- Set of tasks
A. Rewrite the memory notes from "Atkinson et al." to "the memory system.", putting "sensory input" in place of "sensory stimuli".
B. In the memory notes, which three stages of memory did Atkinson et al. (2000) propose?

- Text section
****************

Study Notes on Memory Concepts and Theories
MEMORY
UNIT OBJECTIVES
By the end of this unit, students should be able to:
Define and explain the concept of memory.
Outline different types of memory.
Identify factors that enhance memory.
Explain the concepts of remembering and forgetting.
WHAT MEMORY IS
Memory is defined as the ability to store past experiences and retrieve them.
These experiences can include information, skills, events, situations, etc.
Without memory, every day would be a new experience, making life chaotic.
MEMORY CONTINUED
Memory can be viewed as a mechanism for retaining and retrieving information.
According to Sdorow (1993): Memory is defined as the process by which information is acquired, stored in the brain, and later retrieved.
Atkinson et al. (2000) posited that memory has three stages: encoding, storing, and retrieving.
STAGES OF MEMORY
1. Encoding
Encoding is the act of converting sensory stimuli into a format that can be easily stored in memory.
Often involves manipulating existing information to integrate new data.
2. Retention
Retention refers to the actual storage of information within the memory system.
3. Retrieval
Retrieval involves searching for and locating stored information in long-term memory, bringing it into short-term memory for use.
MEMORY AND LEARNING
Memory and learning are intrinsically linked; learning cannot be concluded without the recall of past experiences.

****************

- Provided material
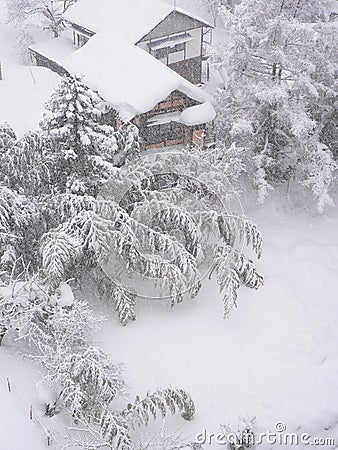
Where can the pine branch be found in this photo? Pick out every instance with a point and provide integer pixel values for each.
(161, 402)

****************

- Answers for the tasks
A.
Atkinson et al. (2000) posited that memory has three stages: encoding, storing, and retrieving.
STAGES OF MEMORY
1. Encoding
Encoding is the act of converting sensory input into a format that can be easily stored in memory.
Often involves manipulating existing information to integrate new data.
2. Retention
Retention refers to the actual storage of information within the memory system.

B. Encoding, storing, and retrieving.